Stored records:
---

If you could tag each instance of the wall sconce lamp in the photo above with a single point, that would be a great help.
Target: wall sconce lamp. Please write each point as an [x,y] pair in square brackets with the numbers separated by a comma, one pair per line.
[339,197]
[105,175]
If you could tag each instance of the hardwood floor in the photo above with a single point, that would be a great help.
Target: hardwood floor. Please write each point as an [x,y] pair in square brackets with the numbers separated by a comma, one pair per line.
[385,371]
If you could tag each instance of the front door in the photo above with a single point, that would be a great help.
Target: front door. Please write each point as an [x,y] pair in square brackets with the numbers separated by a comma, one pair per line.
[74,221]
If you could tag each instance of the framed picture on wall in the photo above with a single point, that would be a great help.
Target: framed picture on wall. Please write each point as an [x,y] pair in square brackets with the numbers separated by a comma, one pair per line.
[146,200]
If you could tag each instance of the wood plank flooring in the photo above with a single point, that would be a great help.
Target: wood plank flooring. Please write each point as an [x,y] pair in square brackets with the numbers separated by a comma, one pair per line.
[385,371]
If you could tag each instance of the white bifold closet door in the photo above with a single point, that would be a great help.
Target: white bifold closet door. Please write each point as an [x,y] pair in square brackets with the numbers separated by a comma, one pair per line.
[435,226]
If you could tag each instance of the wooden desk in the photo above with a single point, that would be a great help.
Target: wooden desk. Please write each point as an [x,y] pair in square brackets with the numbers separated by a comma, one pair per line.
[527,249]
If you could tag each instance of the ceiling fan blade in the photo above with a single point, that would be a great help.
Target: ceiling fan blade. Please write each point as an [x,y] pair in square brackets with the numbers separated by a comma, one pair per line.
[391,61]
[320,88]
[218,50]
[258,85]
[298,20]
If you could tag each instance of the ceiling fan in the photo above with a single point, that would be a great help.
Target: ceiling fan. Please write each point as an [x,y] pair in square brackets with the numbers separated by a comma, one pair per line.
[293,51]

---

= The problem =
Reproduce the items from the line containing "If you could tag each instance of the ceiling fan in" through the end of the items, requests included. Shift every coordinate in the answers by adding 92 to it.

= Solution =
If you could tag each instance of the ceiling fan in the photo above with a single point, that would be a great help.
Target: ceiling fan. Please write each point as an [x,y] pair in square brackets with the numbers separated by a comma, one pair per line.
[385,143]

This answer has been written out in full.